** Begin Excerpted text **
Re: [PATCH v3 06/11] x86/mm: Rework lazy TLB mode and TLB freshness tracking

From: Thomas Gleixner
Date: Wed Jun 21 2017 - 05:01:57 EST


On Tue, 20 Jun 2017, Andy Lutomirski wrote:
> -/*
> - * The flush IPI assumes that a thread switch happens in this order:
> - * [cpu0: the cpu that switches]
> - * 1) switch_mm() either 1a) or 1b)
> - * 1a) thread switch to a different mm
> - * 1a1) set cpu_tlbstate to TLBSTATE_OK
> - * Now the tlb flush NMI handler flush_tlb_func won't call leave_mm
> - * if cpu0 was in lazy tlb mode.
> - * 1a2) update cpu active_mm
> - * Now cpu0 accepts tlb flushes for the new mm.
> - * 1a3) cpu_set(cpu, new_mm->cpu_vm_mask);
> - * Now the other cpus will send tlb flush ipis.
> - * 1a4) change cr3.
** End Excerpted text **
** Begin Listed records **
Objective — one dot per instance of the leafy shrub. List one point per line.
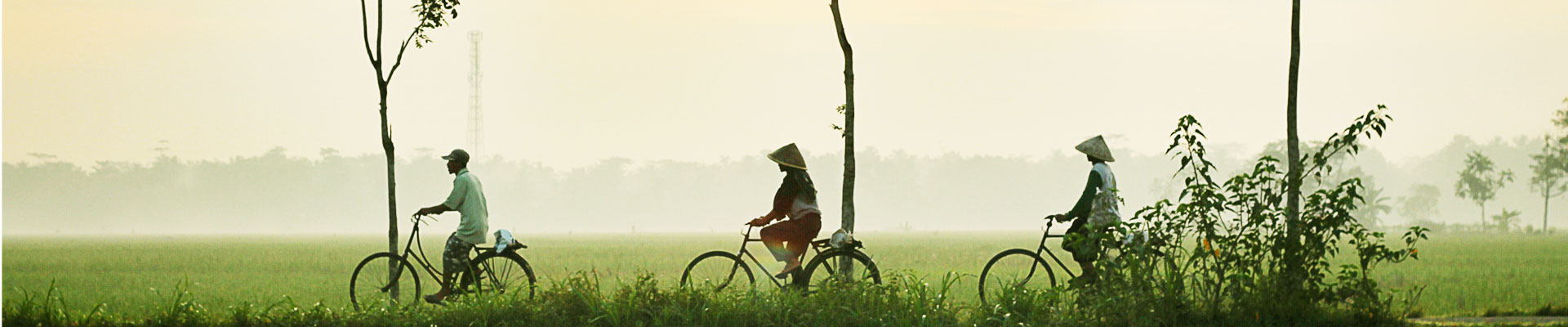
(1222, 252)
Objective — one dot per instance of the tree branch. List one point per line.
(400, 49)
(364, 30)
(380, 24)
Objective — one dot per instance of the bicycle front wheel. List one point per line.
(1015, 271)
(383, 280)
(828, 269)
(499, 274)
(717, 271)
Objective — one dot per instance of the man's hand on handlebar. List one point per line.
(760, 222)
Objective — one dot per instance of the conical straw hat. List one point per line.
(1097, 148)
(789, 156)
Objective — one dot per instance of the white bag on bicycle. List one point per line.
(504, 240)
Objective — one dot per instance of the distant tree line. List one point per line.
(330, 192)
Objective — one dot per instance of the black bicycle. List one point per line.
(390, 280)
(1019, 267)
(725, 271)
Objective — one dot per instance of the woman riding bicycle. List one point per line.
(797, 200)
(1095, 211)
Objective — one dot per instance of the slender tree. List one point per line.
(1479, 181)
(1551, 164)
(849, 129)
(1548, 180)
(431, 15)
(1293, 211)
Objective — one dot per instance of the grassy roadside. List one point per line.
(645, 301)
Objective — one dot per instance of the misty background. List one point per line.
(333, 194)
(608, 115)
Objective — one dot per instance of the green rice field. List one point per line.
(1463, 274)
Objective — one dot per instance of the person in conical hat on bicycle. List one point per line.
(468, 197)
(1095, 209)
(797, 200)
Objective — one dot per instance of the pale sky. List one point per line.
(572, 82)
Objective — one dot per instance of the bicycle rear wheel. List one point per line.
(1015, 271)
(719, 271)
(499, 274)
(383, 280)
(826, 269)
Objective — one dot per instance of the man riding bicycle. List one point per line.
(1094, 213)
(468, 197)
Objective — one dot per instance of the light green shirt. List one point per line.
(468, 197)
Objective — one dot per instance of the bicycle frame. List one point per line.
(748, 240)
(1041, 249)
(419, 257)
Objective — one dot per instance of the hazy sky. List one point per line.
(574, 82)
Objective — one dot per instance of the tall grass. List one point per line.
(581, 301)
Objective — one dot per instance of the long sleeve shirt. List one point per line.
(1087, 200)
(468, 197)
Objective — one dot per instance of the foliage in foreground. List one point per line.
(577, 301)
(1222, 252)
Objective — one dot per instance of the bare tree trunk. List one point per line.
(1294, 266)
(849, 132)
(386, 132)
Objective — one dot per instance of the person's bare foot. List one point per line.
(789, 267)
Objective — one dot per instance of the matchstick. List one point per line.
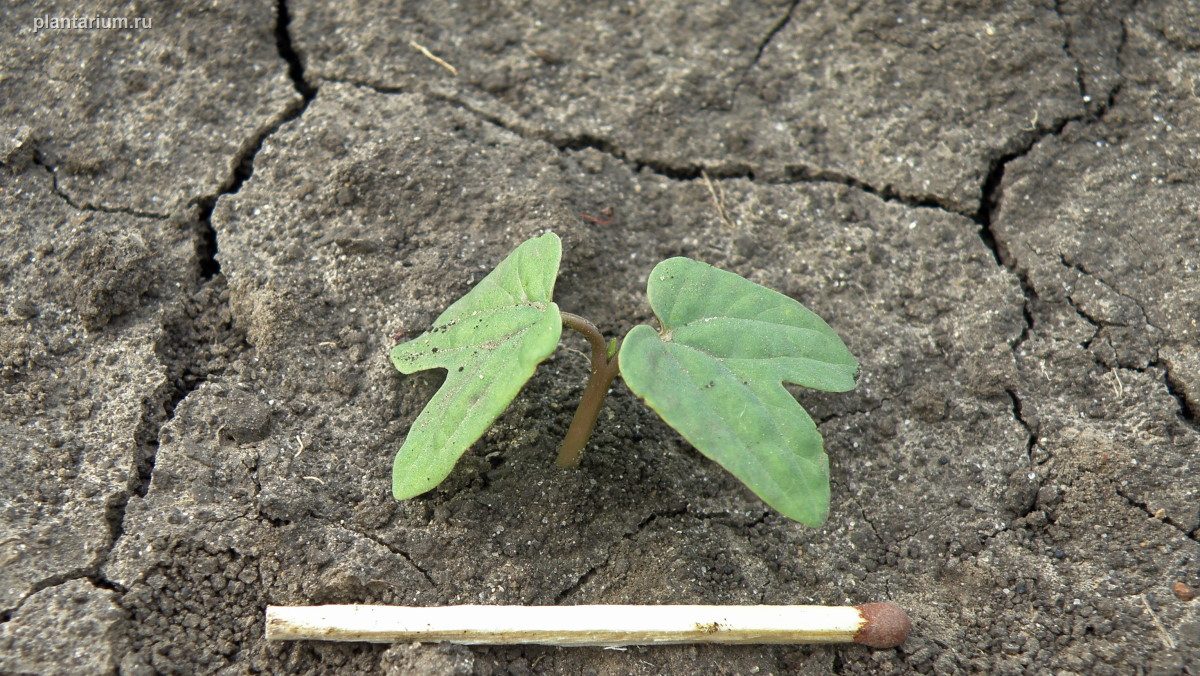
(876, 624)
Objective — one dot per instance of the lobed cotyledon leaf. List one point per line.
(489, 341)
(717, 372)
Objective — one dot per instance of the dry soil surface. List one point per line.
(211, 228)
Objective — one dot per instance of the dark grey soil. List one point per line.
(211, 229)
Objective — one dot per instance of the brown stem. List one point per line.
(604, 370)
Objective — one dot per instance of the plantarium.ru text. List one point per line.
(714, 371)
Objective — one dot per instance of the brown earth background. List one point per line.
(211, 229)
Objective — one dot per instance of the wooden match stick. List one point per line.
(876, 624)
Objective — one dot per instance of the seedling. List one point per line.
(714, 371)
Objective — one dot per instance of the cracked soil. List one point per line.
(211, 229)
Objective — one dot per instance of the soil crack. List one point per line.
(1157, 515)
(39, 160)
(397, 551)
(774, 30)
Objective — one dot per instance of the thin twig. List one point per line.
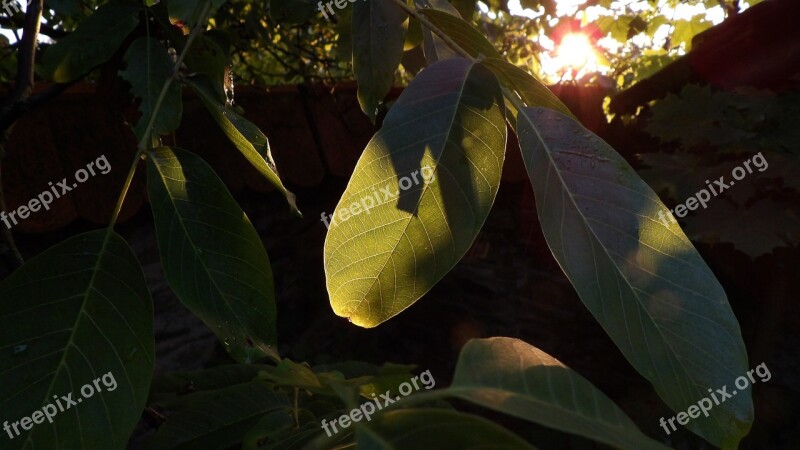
(144, 142)
(22, 90)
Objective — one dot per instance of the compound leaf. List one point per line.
(212, 256)
(419, 194)
(513, 377)
(77, 313)
(639, 275)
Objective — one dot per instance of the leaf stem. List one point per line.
(144, 142)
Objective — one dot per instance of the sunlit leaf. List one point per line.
(515, 378)
(638, 275)
(78, 312)
(462, 33)
(378, 35)
(212, 256)
(247, 137)
(434, 47)
(530, 90)
(423, 195)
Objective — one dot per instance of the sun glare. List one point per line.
(575, 51)
(572, 58)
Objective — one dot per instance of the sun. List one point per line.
(572, 58)
(575, 51)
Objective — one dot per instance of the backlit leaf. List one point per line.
(149, 68)
(435, 429)
(639, 276)
(423, 195)
(378, 36)
(212, 256)
(220, 419)
(515, 378)
(247, 137)
(78, 312)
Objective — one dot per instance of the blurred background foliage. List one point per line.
(289, 41)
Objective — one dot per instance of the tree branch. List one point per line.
(22, 90)
(18, 22)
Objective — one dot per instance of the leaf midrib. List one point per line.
(545, 148)
(70, 342)
(424, 190)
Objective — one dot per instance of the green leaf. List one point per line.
(247, 137)
(530, 90)
(640, 277)
(97, 38)
(188, 11)
(435, 429)
(462, 33)
(447, 129)
(212, 256)
(435, 49)
(167, 388)
(210, 55)
(513, 377)
(378, 37)
(149, 68)
(220, 419)
(78, 312)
** End Listed records **
— What needs to be done —
Reproduce word for word the passage of the TLB patch reply that runs from "On Tue, 20 Jun" up to and including "the new mm.".

— Task response —
On Tue, 20 Jun 2017, Andy Lutomirski wrote:
> -/*
> - * The flush IPI assumes that a thread switch happens in this order:
> - * [cpu0: the cpu that switches]
> - * 1) switch_mm() either 1a) or 1b)
> - * 1a) thread switch to a different mm
> - * 1a1) set cpu_tlbstate to TLBSTATE_OK
> - * Now the tlb flush NMI handler flush_tlb_func won't call leave_mm
> - * if cpu0 was in lazy tlb mode.
> - * 1a2) update cpu active_mm
> - * Now cpu0 accepts tlb flushes for the new mm.